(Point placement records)

** Begin **

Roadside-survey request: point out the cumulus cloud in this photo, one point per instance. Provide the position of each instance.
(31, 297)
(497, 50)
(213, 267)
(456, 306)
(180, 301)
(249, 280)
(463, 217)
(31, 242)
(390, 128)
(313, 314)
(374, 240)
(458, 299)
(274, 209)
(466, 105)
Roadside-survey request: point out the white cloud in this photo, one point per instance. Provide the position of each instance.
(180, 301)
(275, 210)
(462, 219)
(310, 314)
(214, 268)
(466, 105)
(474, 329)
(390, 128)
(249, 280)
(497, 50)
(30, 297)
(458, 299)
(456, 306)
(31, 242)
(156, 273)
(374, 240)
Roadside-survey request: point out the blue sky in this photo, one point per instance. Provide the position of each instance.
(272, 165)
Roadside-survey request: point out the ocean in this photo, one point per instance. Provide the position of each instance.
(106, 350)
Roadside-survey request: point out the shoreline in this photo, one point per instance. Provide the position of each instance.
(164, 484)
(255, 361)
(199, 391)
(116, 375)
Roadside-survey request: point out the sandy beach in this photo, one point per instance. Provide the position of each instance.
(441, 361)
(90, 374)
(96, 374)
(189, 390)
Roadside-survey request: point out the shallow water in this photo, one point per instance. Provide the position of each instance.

** End **

Return each entry from above without altering a single character.

- **Response to the task**:
Roadside-survey request: point out the cumulus cloud in this photo, one point per instance. Provide the position of each instance.
(31, 297)
(497, 50)
(213, 267)
(456, 306)
(180, 301)
(249, 280)
(463, 217)
(31, 242)
(390, 128)
(313, 314)
(374, 240)
(458, 299)
(274, 209)
(466, 105)
Roadside-survey request: point out the white cloud in this photo, one point per instance. Provide the position of each instance.
(180, 301)
(275, 210)
(462, 219)
(310, 314)
(214, 268)
(466, 105)
(474, 329)
(390, 128)
(249, 280)
(497, 50)
(30, 297)
(458, 299)
(456, 306)
(31, 242)
(156, 273)
(374, 240)
Roadside-survey request: point out the blue sky in this photo, one point per instance. Provide the position of each instance.
(272, 165)
Roadside-survey request: point out the ocean in this photo, one point per instance. Provide the position of each instance.
(106, 350)
Roadside-survey request: point out the shoreline in this photo, one point per instance. Provide the position of each instance.
(164, 484)
(255, 361)
(199, 391)
(116, 375)
Roadside-survey request: point out the sandy beach in this photo, one point per instance. Provide the position of each instance.
(441, 361)
(90, 374)
(96, 374)
(189, 390)
Roadside-survey request: point out the shallow water in this photo, one point per instance. Provide the position of each instance.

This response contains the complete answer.